Task details:
Format the entries starting at the line containing "in gray suit." and ending at the line containing "x=430 y=437" as a two-column CSV with the headers entry and points. Give one row per entry, wrap each field in double quotes, and turn any line breaks inside a field into spaces.

-------- Excerpted records --------

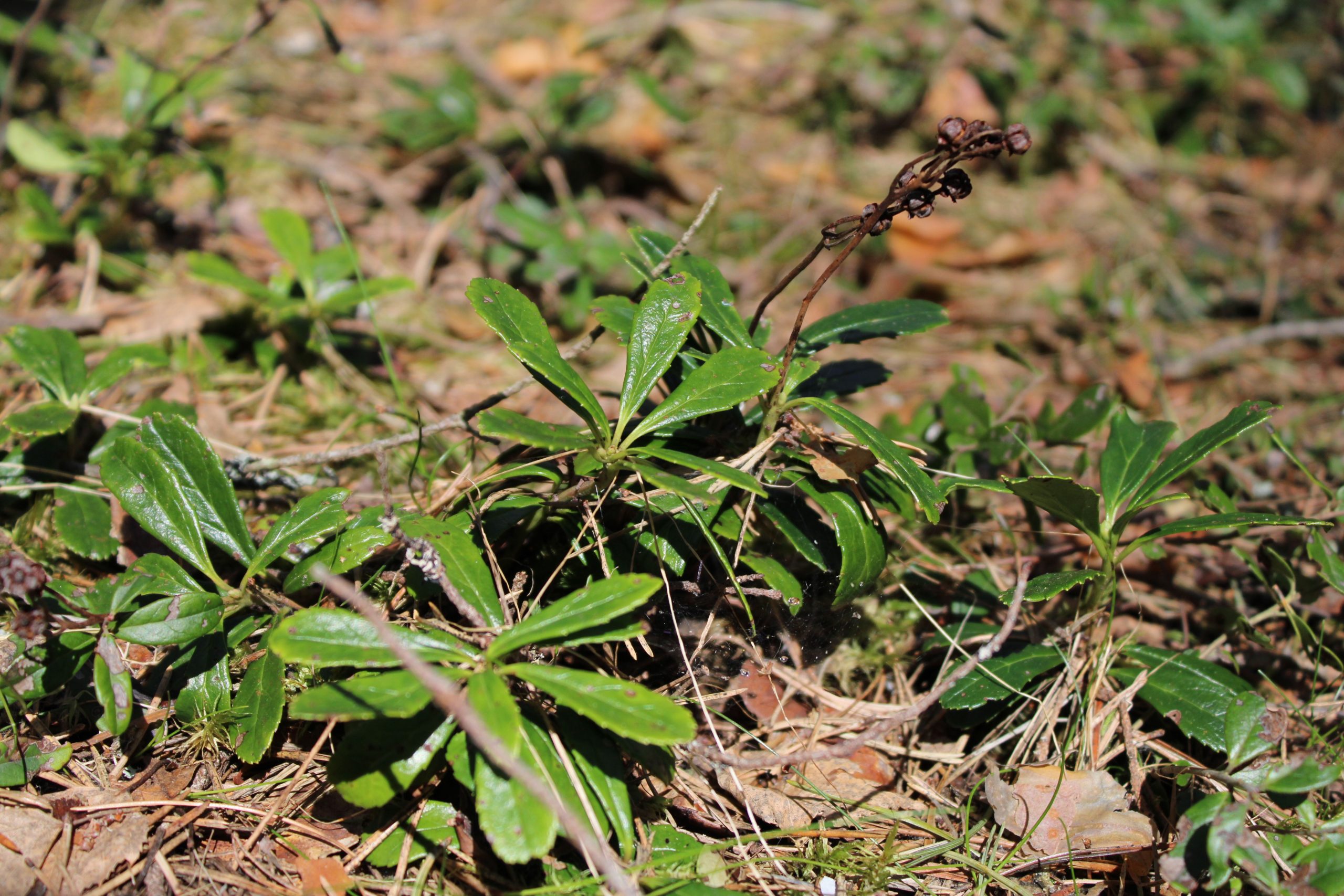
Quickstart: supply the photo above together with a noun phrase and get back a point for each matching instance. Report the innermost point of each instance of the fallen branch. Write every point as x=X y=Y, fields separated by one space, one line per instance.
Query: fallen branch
x=452 y=700
x=881 y=729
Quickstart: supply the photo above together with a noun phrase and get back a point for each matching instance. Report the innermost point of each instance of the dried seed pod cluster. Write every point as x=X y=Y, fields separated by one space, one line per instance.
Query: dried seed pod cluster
x=934 y=174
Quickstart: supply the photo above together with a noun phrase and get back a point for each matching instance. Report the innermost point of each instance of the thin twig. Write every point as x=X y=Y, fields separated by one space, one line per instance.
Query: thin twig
x=878 y=730
x=452 y=702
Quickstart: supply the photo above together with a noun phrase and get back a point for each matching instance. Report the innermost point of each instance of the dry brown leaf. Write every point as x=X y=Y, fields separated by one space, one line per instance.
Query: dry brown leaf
x=319 y=875
x=1076 y=810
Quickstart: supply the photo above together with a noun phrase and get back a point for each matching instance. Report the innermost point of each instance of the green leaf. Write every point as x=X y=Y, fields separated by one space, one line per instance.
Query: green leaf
x=39 y=155
x=464 y=566
x=436 y=829
x=891 y=457
x=793 y=531
x=577 y=612
x=1245 y=730
x=112 y=687
x=1193 y=692
x=1015 y=668
x=777 y=577
x=659 y=330
x=502 y=424
x=729 y=475
x=176 y=620
x=328 y=637
x=344 y=553
x=205 y=484
x=616 y=313
x=44 y=418
x=1047 y=586
x=517 y=320
x=260 y=705
x=214 y=269
x=728 y=379
x=1084 y=414
x=315 y=516
x=863 y=551
x=84 y=523
x=123 y=361
x=1131 y=453
x=17 y=773
x=1220 y=522
x=718 y=309
x=392 y=695
x=377 y=761
x=1062 y=499
x=889 y=318
x=623 y=707
x=1201 y=445
x=53 y=356
x=600 y=762
x=155 y=498
x=289 y=236
x=518 y=827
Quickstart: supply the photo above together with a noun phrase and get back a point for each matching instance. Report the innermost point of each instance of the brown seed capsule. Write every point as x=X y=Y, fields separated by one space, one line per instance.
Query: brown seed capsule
x=1018 y=140
x=956 y=184
x=951 y=129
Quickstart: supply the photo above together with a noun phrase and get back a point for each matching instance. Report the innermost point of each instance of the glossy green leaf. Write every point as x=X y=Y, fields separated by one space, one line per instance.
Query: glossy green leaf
x=155 y=498
x=315 y=516
x=502 y=424
x=17 y=773
x=1084 y=414
x=123 y=361
x=779 y=578
x=519 y=323
x=436 y=829
x=1062 y=499
x=258 y=705
x=1015 y=668
x=518 y=827
x=872 y=320
x=728 y=379
x=377 y=761
x=346 y=551
x=464 y=565
x=616 y=313
x=598 y=760
x=112 y=687
x=659 y=331
x=1050 y=585
x=718 y=471
x=1131 y=453
x=38 y=154
x=44 y=418
x=1246 y=730
x=214 y=269
x=205 y=484
x=176 y=620
x=863 y=550
x=577 y=612
x=292 y=241
x=718 y=308
x=785 y=519
x=328 y=637
x=1221 y=522
x=1191 y=692
x=392 y=695
x=623 y=707
x=1196 y=448
x=891 y=457
x=54 y=359
x=84 y=523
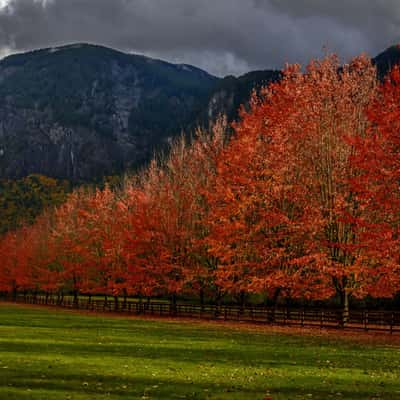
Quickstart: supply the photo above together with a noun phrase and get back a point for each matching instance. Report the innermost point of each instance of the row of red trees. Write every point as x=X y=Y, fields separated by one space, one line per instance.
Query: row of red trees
x=303 y=201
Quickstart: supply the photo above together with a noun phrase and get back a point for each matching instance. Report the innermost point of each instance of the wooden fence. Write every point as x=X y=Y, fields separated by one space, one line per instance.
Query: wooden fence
x=367 y=320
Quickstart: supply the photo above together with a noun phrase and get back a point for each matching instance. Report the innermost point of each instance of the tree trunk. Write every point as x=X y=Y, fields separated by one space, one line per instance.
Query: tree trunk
x=344 y=295
x=173 y=304
x=76 y=303
x=202 y=299
x=105 y=305
x=116 y=303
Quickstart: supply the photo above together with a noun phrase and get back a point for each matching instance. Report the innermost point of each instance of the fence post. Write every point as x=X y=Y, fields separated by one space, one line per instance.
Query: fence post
x=366 y=320
x=391 y=322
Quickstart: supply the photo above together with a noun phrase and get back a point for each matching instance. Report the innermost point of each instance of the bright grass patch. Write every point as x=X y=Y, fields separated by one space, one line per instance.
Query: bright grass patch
x=46 y=354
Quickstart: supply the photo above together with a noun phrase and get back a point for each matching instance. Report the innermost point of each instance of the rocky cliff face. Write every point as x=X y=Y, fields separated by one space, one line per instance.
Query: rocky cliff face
x=83 y=111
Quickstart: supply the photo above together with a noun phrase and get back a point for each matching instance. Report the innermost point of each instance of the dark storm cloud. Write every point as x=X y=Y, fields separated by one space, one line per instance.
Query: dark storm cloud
x=223 y=36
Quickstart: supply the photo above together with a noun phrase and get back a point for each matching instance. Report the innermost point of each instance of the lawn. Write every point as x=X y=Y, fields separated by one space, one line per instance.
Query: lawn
x=46 y=354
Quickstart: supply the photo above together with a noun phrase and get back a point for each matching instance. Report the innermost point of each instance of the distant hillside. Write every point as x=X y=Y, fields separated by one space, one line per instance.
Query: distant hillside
x=80 y=112
x=84 y=111
x=386 y=60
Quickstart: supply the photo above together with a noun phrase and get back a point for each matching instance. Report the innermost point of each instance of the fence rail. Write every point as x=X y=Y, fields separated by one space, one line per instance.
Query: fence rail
x=367 y=320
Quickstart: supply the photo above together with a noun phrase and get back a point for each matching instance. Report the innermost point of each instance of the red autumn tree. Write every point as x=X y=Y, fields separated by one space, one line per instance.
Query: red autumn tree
x=284 y=212
x=377 y=156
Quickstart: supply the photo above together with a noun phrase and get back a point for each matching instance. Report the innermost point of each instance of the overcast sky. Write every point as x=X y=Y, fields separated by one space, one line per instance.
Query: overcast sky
x=220 y=36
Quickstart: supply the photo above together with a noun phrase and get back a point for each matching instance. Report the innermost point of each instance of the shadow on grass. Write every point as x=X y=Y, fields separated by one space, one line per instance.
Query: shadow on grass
x=98 y=385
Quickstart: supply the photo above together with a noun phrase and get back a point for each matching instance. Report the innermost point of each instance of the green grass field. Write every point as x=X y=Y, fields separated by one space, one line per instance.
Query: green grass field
x=47 y=354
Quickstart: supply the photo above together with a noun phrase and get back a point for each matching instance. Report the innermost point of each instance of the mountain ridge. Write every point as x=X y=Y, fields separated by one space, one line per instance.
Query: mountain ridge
x=82 y=111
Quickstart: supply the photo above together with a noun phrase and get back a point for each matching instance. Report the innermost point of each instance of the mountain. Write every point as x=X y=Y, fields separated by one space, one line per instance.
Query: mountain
x=83 y=111
x=80 y=112
x=386 y=60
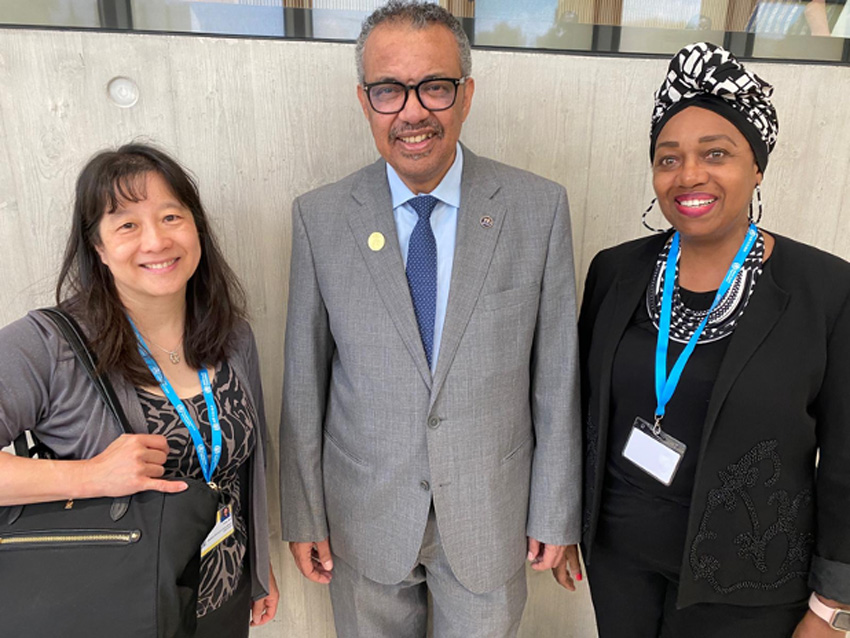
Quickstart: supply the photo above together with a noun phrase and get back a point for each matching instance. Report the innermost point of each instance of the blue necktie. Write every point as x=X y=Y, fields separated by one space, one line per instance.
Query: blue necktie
x=422 y=270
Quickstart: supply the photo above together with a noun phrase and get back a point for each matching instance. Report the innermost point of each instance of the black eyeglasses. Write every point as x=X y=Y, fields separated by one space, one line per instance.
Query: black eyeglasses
x=436 y=94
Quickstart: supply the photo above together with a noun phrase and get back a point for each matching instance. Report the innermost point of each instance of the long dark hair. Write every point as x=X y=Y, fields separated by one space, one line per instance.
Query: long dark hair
x=215 y=300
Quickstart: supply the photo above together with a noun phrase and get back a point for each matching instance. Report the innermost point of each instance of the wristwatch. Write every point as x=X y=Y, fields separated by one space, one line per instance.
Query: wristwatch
x=837 y=618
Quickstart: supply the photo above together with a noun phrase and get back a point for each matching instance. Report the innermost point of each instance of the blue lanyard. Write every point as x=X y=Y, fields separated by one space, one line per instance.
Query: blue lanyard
x=665 y=386
x=207 y=467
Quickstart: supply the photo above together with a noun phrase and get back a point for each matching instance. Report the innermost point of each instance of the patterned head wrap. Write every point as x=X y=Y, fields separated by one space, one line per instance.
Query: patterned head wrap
x=705 y=75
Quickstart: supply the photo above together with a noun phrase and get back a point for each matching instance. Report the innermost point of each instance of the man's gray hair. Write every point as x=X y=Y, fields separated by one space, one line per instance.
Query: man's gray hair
x=417 y=15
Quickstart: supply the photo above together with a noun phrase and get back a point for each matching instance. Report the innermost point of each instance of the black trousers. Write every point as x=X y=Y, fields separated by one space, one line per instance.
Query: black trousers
x=233 y=618
x=633 y=576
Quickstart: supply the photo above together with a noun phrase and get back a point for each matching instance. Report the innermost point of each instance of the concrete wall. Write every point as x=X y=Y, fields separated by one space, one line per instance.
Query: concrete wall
x=261 y=121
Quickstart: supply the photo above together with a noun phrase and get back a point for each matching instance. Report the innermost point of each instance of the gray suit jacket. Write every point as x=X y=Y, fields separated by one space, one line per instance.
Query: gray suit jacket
x=369 y=437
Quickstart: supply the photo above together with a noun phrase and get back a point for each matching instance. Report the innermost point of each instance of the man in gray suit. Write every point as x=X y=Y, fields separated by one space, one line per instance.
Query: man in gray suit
x=430 y=437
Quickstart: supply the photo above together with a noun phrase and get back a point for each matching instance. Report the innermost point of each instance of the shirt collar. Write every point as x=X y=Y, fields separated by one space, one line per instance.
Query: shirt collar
x=447 y=191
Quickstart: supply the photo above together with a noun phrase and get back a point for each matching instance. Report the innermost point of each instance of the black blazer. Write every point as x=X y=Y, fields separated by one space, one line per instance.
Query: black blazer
x=764 y=526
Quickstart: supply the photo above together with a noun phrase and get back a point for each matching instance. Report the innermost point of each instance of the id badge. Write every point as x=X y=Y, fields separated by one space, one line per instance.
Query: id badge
x=223 y=529
x=658 y=454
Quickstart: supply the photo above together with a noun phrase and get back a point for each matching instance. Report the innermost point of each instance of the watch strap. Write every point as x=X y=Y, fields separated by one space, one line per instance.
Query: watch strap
x=829 y=614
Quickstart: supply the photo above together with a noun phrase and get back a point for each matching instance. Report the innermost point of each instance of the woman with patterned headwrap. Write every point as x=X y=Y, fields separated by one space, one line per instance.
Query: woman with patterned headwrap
x=716 y=366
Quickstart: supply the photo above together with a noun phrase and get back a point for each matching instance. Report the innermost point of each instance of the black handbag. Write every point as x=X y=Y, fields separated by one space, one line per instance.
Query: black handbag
x=125 y=567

--------

Full solution:
entry,points
"Quickstart: supply the photo above together with a noun phrase and get back a point for each matching instance. Report the innermost point of each instance of the man in gray suit. Write every point as x=X y=Y, fields separated by one space, one line per instance. Query: man in gray suit","x=430 y=437"